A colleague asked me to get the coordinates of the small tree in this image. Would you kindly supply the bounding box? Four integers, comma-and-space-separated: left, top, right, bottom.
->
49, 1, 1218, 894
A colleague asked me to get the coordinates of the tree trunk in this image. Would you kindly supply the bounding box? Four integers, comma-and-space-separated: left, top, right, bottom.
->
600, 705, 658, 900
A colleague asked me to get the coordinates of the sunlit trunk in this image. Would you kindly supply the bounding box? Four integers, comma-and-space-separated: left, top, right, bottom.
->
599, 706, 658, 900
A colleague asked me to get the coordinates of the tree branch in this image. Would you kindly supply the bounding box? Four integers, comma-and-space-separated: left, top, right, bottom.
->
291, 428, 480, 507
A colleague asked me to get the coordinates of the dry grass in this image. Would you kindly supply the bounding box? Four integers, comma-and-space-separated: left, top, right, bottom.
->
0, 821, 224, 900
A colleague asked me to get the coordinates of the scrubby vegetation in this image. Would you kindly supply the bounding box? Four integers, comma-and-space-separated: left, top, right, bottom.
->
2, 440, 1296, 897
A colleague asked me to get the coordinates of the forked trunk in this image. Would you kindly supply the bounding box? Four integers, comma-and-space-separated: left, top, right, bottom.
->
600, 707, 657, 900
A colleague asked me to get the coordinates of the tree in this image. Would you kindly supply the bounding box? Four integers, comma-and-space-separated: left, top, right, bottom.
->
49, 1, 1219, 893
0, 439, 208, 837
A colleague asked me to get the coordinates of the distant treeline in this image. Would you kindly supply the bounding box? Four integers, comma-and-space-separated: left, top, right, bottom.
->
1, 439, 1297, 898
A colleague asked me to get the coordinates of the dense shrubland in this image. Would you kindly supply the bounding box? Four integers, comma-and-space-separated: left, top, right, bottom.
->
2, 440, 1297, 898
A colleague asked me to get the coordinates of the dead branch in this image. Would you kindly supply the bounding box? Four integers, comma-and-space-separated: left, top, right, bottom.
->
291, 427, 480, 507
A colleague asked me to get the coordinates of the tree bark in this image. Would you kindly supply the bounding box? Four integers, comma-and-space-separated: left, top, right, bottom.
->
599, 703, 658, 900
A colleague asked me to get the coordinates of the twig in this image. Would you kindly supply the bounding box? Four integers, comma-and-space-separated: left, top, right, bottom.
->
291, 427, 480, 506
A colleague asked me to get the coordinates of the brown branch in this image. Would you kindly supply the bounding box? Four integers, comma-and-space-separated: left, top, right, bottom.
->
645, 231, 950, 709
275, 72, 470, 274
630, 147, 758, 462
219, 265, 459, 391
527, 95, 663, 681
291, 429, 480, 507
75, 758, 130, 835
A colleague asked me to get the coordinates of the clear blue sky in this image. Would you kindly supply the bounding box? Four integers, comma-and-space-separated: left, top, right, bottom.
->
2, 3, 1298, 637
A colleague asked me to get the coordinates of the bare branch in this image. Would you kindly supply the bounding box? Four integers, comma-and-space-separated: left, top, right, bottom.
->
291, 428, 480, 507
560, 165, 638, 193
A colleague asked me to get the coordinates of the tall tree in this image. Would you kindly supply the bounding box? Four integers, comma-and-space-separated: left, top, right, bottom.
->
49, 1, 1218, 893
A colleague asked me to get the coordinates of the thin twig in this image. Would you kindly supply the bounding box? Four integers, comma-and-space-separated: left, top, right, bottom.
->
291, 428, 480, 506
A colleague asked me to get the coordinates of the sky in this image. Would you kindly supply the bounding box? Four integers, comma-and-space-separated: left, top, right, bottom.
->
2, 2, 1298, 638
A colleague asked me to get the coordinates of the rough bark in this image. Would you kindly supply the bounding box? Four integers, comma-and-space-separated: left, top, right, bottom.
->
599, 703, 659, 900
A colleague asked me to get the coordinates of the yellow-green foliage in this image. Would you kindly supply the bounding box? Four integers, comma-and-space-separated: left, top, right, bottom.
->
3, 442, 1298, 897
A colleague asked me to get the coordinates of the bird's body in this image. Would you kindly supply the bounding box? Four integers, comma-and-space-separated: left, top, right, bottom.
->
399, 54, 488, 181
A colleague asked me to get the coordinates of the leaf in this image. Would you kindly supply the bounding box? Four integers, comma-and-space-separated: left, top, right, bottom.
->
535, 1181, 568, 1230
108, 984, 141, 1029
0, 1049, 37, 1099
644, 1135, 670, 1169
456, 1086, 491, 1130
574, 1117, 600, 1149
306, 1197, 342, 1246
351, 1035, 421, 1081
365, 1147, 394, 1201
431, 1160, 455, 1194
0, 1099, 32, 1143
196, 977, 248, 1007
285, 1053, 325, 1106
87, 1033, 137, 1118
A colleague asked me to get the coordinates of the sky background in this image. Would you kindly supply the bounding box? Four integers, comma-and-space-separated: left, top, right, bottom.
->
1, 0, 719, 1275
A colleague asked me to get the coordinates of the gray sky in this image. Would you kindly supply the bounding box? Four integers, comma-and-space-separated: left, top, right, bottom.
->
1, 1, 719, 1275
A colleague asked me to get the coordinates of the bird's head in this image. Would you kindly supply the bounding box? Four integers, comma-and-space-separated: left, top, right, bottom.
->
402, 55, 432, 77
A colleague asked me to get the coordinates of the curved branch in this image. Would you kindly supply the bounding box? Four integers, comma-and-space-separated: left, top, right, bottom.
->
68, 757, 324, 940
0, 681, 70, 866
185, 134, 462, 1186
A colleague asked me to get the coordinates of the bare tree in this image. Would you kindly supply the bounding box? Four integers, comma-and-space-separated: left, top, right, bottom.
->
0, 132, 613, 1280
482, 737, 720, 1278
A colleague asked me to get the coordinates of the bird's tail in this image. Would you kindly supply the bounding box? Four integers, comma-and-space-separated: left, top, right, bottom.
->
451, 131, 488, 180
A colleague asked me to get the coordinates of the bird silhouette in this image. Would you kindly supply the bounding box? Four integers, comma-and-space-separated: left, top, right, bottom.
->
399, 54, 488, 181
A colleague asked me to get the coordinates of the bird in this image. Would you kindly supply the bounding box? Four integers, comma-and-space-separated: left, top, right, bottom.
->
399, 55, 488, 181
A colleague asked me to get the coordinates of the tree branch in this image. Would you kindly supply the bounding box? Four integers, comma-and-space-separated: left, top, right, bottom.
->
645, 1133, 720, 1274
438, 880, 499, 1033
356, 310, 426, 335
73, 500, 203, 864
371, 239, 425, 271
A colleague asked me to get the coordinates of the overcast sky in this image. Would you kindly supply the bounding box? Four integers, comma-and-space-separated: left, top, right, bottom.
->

_What to do_
From the entries, copy every line in which the string "bird" can be found.

_Answer section_
A colleague asked me to get the coordinates of the bird's body in this image. Would you kindly supply the bounding box? Four integers, comma-and-space-separated: left, top, right, bottom.
A colleague asked me to get the coordinates of the bird's head in this image. Would you kindly supply the bounding box? Four integers, comma-and-space-separated: left, top, right, bottom.
A colleague asked me to get the coordinates of the bird's tail in this image. Would you kindly supply the bounding box? Four integers, comma-and-space-separated: left, top, right, bottom.
A colleague asked me to get the coordinates of the bird silhouette in this image. Would you kindly supply the bounding box? Four integers, comma-and-space-separated: left, top, right, bottom.
A colleague asked me to get the coordinates of the bird in this image. Would you kindly supply the bounding box? Four integers, comma-and-space-separated: left, top, right, bottom.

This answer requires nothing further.